::: Text block :::

While this was probably the highlight of our tour, we spent
most of our time in the graveyard around the corner. Here many of Corfu’s most
eminent families are buried and magnificent and poignant tombs mark their
demise. Hilary recounted numerous tales of dynasties and the rise and fall of
many an ambitious man.
One of the most touching however, was the tomb erected to
the memory of girl of twenty one. She is depicted in bas relief, holding a book
and with one of her feet protruding from the frieze, as if she could just step
out. Beside her is a flower, broken in full bloom. One can only imagine the
heartbreak of her parents who were buried many years later in the same grave.
Hilary remarked on the parallel with the Gorgon also being
depicted in bas relief albeit two and a half thousand years earlier.
The peace of the place on such a beautiful morning affected
us all. The airport is less than one hundred metres away but you would never
have guessed it.
We rounded off the morning in a café in the heart of old Garitsa.
It was a December of bells. Not sleigh bells but sheep
bells. Rattling and clanking across the fields as up to fifty animals are moved
to better pastures, each one precious enough to have its own bell in case it
gets lost. And each bell different and handmade. Brass, faded or glinting in
the sunshine, decorated or too tarnished to show a pattern, long with a pretty
chain or short with an old leather tie. But each one with that lonely plaintive
sound, mingling together to form a cacophony.
The afternoon is
quite often sunny here and I take the opportunity to lie out in the hammock
before the darkness falls. I read a bit and then invariably doze off, my dreams
interspersed with the sheep bells as they are herded across the valley below,
the cacophony becoming running water in my sleep laden brain. I wake and look
around at the olive trees and the stillness.
I am reading James Angelos book on the Greek economic catastrophe.
And I think what is this country I have come to. Full of contradictions and
turmoil. Mirroring Ireland in so many ways but then seeming to walk itself into
deepening chaos. The agricultural base, the years of domination by other powers,
the stunningly beautiful country side, surrounded by water, all paralleling
Ireland’s history. But it cannot seem to pull itself out of the economic mire. Is
it the weight of the early Greek civilisation that they feel they have to live
up to or is it that they feel they have nothing to prove given what their
forbears did for the world.

::: Data listing :::

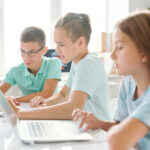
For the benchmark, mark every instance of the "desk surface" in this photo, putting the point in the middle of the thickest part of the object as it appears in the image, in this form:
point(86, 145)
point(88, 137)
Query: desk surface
point(9, 141)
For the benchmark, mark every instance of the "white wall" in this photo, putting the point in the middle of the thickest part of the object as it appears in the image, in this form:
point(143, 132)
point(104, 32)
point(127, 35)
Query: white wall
point(138, 4)
point(1, 38)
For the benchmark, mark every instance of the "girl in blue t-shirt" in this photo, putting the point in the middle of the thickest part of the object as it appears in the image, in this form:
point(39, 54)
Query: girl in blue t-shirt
point(86, 87)
point(131, 55)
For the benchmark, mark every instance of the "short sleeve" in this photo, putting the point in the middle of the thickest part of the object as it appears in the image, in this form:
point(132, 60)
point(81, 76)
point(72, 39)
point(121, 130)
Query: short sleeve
point(9, 78)
point(54, 69)
point(85, 78)
point(70, 77)
point(142, 112)
point(122, 112)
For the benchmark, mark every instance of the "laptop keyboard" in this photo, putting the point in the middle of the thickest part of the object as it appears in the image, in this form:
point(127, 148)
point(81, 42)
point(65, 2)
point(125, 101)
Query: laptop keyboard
point(40, 129)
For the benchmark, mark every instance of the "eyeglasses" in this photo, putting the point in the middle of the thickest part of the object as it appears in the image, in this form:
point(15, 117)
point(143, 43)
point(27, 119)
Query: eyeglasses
point(30, 53)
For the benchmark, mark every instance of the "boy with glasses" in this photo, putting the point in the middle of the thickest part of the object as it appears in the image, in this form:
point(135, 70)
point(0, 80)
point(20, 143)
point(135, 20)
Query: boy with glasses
point(37, 75)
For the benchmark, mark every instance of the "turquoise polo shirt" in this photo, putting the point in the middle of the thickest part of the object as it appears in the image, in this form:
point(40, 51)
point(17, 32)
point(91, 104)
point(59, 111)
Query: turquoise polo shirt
point(27, 82)
point(139, 109)
point(89, 76)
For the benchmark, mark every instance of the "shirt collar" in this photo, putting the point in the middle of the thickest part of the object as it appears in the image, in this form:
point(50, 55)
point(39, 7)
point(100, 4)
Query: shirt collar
point(41, 70)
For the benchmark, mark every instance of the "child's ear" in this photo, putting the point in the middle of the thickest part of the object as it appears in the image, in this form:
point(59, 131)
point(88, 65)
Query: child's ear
point(144, 58)
point(45, 50)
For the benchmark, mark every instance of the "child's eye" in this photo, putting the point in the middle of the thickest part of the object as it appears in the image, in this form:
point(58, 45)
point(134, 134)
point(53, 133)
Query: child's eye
point(61, 44)
point(120, 47)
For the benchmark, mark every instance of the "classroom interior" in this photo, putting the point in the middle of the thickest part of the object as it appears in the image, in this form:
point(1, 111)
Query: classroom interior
point(15, 15)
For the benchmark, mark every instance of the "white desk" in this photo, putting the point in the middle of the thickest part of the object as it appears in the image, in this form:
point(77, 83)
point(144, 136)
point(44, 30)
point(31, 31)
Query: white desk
point(8, 141)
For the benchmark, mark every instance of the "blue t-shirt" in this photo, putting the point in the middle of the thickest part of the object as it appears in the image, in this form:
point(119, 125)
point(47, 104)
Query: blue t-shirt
point(27, 82)
point(88, 76)
point(138, 109)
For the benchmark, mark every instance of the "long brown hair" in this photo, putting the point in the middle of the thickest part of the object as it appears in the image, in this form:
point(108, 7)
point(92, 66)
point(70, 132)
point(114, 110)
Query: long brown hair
point(137, 27)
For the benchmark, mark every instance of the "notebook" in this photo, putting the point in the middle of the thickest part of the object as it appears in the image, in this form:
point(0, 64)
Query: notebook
point(39, 131)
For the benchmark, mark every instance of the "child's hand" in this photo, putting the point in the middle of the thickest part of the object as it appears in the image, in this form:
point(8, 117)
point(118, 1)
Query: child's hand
point(88, 120)
point(14, 99)
point(38, 101)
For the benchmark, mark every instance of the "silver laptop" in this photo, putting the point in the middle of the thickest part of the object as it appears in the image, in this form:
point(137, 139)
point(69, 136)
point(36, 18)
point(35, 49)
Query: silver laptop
point(37, 131)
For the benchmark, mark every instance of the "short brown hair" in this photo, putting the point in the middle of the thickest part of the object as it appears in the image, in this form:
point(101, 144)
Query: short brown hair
point(137, 27)
point(33, 34)
point(76, 25)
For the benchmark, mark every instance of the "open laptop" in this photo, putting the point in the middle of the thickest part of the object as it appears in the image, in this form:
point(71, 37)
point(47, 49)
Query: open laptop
point(37, 131)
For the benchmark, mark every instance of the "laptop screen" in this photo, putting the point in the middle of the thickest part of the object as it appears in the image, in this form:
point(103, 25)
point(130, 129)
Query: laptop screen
point(4, 105)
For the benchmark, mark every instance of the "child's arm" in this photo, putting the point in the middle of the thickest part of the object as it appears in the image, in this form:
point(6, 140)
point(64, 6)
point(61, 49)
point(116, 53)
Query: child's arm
point(4, 87)
point(48, 90)
point(88, 120)
point(126, 134)
point(59, 97)
point(64, 110)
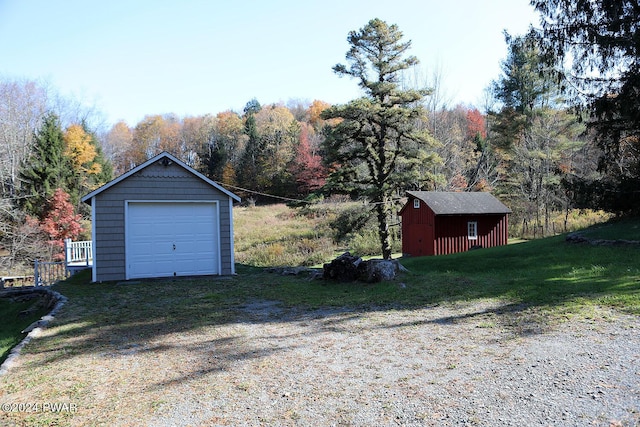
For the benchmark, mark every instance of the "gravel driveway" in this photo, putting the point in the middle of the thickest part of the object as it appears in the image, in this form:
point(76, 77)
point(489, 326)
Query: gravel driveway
point(479, 364)
point(447, 365)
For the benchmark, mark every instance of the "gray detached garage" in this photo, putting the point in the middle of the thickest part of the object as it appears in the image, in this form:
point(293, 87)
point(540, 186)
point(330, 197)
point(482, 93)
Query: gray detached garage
point(161, 219)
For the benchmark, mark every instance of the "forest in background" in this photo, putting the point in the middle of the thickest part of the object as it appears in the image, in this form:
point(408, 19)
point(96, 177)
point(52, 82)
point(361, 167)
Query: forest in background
point(528, 145)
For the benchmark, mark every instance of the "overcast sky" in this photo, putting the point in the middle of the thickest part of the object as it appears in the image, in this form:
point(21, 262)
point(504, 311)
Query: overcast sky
point(131, 58)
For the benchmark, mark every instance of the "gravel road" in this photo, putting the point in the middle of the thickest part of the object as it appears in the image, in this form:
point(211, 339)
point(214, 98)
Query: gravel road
point(450, 365)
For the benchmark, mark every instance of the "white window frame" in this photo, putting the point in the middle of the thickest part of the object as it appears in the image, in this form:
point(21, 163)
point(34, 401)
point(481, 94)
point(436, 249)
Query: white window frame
point(472, 230)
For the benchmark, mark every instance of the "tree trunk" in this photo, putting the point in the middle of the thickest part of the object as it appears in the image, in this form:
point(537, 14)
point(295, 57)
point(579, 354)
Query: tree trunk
point(383, 228)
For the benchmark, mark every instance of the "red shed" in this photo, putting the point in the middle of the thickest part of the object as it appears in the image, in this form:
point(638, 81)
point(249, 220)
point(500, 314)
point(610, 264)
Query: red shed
point(439, 223)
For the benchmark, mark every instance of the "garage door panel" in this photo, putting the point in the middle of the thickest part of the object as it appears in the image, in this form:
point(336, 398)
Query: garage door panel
point(172, 238)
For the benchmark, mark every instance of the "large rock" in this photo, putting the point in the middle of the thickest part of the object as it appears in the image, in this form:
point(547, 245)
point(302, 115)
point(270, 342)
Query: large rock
point(345, 268)
point(349, 268)
point(377, 270)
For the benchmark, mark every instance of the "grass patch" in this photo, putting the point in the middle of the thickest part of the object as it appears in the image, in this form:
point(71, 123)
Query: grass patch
point(548, 273)
point(16, 316)
point(622, 229)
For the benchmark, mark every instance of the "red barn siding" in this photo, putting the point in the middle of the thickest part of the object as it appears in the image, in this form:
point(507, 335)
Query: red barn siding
point(424, 233)
point(451, 233)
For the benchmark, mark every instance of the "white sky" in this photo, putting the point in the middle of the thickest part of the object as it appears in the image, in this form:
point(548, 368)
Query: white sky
point(131, 58)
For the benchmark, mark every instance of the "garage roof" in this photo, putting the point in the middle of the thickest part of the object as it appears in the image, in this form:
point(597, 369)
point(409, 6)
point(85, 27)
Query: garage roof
point(450, 203)
point(161, 156)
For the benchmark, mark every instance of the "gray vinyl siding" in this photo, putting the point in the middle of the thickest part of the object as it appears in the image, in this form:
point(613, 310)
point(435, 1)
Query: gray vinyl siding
point(155, 182)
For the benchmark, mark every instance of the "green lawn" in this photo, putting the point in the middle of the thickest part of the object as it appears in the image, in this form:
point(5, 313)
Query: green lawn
point(549, 273)
point(548, 277)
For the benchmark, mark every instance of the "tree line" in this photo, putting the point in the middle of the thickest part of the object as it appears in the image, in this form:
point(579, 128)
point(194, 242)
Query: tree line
point(551, 137)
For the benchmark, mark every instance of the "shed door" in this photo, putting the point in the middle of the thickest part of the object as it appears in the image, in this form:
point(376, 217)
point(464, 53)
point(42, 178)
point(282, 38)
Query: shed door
point(172, 239)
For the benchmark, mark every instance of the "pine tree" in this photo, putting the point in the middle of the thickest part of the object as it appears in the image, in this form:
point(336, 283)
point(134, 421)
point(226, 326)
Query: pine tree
point(376, 146)
point(45, 169)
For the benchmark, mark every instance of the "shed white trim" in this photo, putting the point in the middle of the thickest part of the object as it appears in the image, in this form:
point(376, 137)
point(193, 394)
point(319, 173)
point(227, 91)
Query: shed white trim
point(165, 238)
point(164, 155)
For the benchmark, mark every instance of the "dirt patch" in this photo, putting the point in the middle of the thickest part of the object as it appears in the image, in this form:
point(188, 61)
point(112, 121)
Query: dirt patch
point(465, 364)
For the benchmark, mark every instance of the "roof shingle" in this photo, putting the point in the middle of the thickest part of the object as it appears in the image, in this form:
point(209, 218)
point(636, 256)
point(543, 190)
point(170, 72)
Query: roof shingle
point(450, 203)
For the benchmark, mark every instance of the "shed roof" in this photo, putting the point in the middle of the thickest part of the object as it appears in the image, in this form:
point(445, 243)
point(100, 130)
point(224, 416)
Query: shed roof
point(163, 155)
point(450, 203)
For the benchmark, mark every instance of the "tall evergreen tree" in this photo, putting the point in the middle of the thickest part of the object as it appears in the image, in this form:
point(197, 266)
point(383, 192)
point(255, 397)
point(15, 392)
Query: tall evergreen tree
point(597, 46)
point(249, 163)
point(376, 147)
point(46, 169)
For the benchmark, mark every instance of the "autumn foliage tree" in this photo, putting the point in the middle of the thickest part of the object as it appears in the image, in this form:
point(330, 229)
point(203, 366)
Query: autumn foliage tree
point(308, 168)
point(61, 222)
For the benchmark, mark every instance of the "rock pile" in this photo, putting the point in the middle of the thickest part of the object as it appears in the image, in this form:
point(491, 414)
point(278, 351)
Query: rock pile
point(349, 268)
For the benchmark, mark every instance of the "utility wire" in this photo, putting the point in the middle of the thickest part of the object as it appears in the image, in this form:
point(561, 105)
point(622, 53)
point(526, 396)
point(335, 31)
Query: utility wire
point(288, 199)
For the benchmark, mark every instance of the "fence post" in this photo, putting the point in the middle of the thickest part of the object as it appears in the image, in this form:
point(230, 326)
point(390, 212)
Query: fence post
point(67, 251)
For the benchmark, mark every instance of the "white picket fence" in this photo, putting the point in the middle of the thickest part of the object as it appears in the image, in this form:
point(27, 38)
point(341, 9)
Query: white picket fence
point(78, 254)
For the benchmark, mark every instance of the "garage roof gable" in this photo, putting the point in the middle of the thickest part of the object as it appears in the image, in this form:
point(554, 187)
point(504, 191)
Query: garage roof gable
point(164, 156)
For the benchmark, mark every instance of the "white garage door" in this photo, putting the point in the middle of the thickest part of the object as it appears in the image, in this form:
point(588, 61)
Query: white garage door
point(171, 239)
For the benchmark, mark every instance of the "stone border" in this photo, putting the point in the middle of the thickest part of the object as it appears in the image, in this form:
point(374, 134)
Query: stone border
point(578, 237)
point(36, 327)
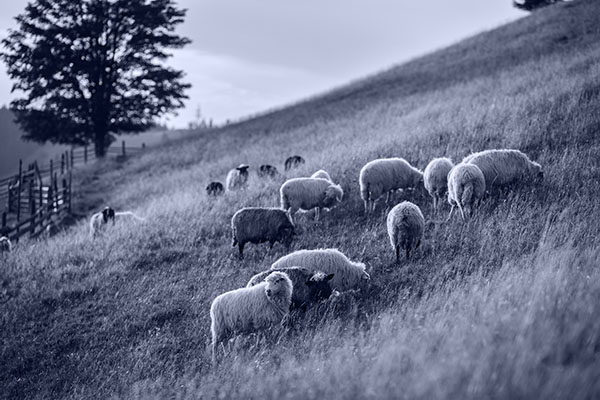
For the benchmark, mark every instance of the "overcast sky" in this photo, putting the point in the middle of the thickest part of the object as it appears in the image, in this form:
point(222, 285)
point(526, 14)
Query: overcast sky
point(251, 55)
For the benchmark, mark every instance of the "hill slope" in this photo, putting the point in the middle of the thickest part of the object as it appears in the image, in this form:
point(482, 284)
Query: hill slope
point(502, 306)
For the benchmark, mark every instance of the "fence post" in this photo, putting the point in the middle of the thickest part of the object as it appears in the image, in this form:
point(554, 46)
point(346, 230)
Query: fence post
point(19, 187)
point(32, 212)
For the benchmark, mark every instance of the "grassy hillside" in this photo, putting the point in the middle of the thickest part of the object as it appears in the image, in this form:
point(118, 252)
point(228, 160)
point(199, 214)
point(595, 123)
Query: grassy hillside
point(502, 306)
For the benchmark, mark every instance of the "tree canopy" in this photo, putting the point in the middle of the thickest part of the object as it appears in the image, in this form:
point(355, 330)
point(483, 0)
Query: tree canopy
point(89, 69)
point(532, 5)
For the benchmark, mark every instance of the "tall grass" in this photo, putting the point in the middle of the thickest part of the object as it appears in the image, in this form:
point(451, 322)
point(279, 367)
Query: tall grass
point(504, 305)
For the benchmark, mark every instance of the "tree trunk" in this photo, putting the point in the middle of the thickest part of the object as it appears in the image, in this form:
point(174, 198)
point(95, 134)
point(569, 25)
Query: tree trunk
point(100, 142)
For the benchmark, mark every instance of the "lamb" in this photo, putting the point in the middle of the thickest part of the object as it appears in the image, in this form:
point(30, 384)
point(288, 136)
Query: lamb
point(466, 186)
point(5, 245)
point(347, 274)
point(309, 286)
point(237, 178)
point(293, 162)
point(99, 220)
point(321, 174)
point(259, 225)
point(386, 175)
point(215, 189)
point(405, 225)
point(308, 193)
point(502, 168)
point(267, 171)
point(435, 179)
point(250, 309)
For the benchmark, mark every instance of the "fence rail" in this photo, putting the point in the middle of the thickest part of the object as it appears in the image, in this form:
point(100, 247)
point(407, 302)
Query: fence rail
point(36, 198)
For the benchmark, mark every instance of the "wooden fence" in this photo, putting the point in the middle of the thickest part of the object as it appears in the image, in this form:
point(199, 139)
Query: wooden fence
point(36, 198)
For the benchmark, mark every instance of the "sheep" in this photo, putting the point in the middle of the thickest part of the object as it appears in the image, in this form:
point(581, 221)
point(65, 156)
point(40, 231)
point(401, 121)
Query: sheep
point(293, 162)
point(405, 223)
point(347, 274)
point(237, 178)
point(215, 189)
point(250, 309)
point(309, 286)
point(308, 193)
point(259, 225)
point(100, 219)
point(321, 174)
point(386, 175)
point(435, 179)
point(502, 168)
point(466, 186)
point(5, 245)
point(267, 171)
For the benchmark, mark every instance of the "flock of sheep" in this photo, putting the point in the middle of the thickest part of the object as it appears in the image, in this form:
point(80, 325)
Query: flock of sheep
point(304, 277)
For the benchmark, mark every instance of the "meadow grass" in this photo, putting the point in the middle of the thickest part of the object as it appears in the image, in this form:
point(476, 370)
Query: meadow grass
point(504, 305)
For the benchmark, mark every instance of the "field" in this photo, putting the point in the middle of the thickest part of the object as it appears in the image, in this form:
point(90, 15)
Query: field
point(505, 305)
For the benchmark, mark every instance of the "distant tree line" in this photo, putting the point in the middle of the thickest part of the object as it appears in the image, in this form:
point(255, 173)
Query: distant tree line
point(532, 5)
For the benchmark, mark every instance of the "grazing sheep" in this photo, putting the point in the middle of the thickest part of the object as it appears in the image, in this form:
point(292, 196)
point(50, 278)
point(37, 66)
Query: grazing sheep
point(237, 178)
point(308, 193)
point(215, 189)
point(100, 219)
point(293, 162)
point(502, 168)
point(347, 274)
point(250, 309)
point(435, 179)
point(405, 225)
point(267, 171)
point(321, 174)
point(5, 245)
point(259, 225)
point(386, 175)
point(466, 186)
point(309, 286)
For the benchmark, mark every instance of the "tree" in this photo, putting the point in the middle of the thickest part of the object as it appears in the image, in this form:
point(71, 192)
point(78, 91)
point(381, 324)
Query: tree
point(532, 5)
point(89, 69)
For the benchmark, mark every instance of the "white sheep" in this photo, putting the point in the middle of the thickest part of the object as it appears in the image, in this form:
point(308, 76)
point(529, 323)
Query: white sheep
point(347, 274)
point(308, 193)
point(466, 186)
point(322, 174)
point(250, 309)
point(405, 223)
point(309, 286)
point(435, 179)
point(259, 225)
point(385, 175)
point(505, 167)
point(5, 245)
point(100, 220)
point(237, 178)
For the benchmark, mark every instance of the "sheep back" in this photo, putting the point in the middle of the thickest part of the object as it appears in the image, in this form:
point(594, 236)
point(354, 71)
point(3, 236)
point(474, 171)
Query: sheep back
point(259, 225)
point(504, 167)
point(308, 193)
point(380, 176)
point(347, 274)
point(405, 225)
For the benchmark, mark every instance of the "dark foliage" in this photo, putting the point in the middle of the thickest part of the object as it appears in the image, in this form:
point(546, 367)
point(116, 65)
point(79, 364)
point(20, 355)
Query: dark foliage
point(532, 5)
point(95, 67)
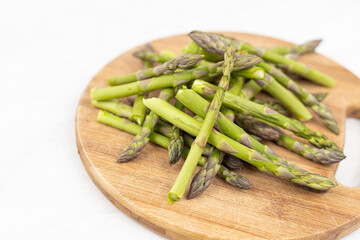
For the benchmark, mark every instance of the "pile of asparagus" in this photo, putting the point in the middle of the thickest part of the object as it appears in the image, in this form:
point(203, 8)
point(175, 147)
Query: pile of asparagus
point(217, 78)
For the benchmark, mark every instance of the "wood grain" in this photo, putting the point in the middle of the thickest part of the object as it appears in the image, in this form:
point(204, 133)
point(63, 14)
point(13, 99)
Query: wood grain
point(271, 209)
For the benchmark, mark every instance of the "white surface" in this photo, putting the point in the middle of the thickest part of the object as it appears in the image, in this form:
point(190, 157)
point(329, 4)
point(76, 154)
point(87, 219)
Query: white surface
point(49, 50)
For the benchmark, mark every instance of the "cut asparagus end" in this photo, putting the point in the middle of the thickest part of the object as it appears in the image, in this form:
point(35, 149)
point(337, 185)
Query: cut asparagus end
point(173, 197)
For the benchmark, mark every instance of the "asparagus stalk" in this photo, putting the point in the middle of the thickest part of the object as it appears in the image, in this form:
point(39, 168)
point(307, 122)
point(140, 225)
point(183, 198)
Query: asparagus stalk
point(199, 105)
point(241, 64)
point(183, 62)
point(250, 89)
point(270, 85)
point(278, 167)
point(201, 181)
point(320, 96)
point(214, 43)
point(176, 145)
point(307, 98)
point(296, 51)
point(197, 147)
point(233, 178)
point(233, 163)
point(242, 105)
point(166, 130)
point(140, 140)
point(147, 53)
point(272, 133)
point(237, 83)
point(278, 107)
point(116, 107)
point(139, 110)
point(109, 119)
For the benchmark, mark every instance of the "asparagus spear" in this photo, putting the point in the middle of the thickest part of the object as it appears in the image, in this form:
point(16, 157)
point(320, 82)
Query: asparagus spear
point(241, 64)
point(296, 51)
point(201, 181)
point(242, 105)
point(199, 105)
point(176, 144)
point(233, 163)
point(214, 43)
point(307, 98)
point(183, 62)
point(140, 140)
point(274, 105)
point(139, 110)
point(166, 130)
point(278, 167)
point(270, 85)
point(320, 96)
point(116, 107)
point(197, 147)
point(237, 83)
point(233, 178)
point(266, 131)
point(104, 117)
point(250, 89)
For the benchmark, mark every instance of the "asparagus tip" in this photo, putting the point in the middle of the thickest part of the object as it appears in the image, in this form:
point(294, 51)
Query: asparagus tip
point(172, 197)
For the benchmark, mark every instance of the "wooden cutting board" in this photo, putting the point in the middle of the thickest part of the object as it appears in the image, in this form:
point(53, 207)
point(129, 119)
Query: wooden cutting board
point(271, 209)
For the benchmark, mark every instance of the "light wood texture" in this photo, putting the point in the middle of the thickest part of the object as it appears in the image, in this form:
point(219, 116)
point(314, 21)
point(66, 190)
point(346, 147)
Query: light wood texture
point(271, 209)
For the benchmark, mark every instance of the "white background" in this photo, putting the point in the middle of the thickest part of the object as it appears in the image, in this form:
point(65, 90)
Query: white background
point(49, 50)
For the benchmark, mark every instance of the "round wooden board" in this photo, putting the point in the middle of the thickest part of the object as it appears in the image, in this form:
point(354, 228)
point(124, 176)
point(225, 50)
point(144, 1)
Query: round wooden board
point(271, 209)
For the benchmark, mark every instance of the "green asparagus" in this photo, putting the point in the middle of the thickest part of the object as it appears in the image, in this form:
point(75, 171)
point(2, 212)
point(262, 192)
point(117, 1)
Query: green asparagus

:::

- _What to work on_: Print the stretch of the Corfu text from "The afternoon is" through "and the stillness." word for word. Rely only on the Corfu text for this.

- _Solution below_:
The afternoon is
quite often sunny here and I take the opportunity to lie out in the hammock
before the darkness falls. I read a bit and then invariably doze off, my dreams
interspersed with the sheep bells as they are herded across the valley below,
the cacophony becoming running water in my sleep laden brain. I wake and look
around at the olive trees and the stillness.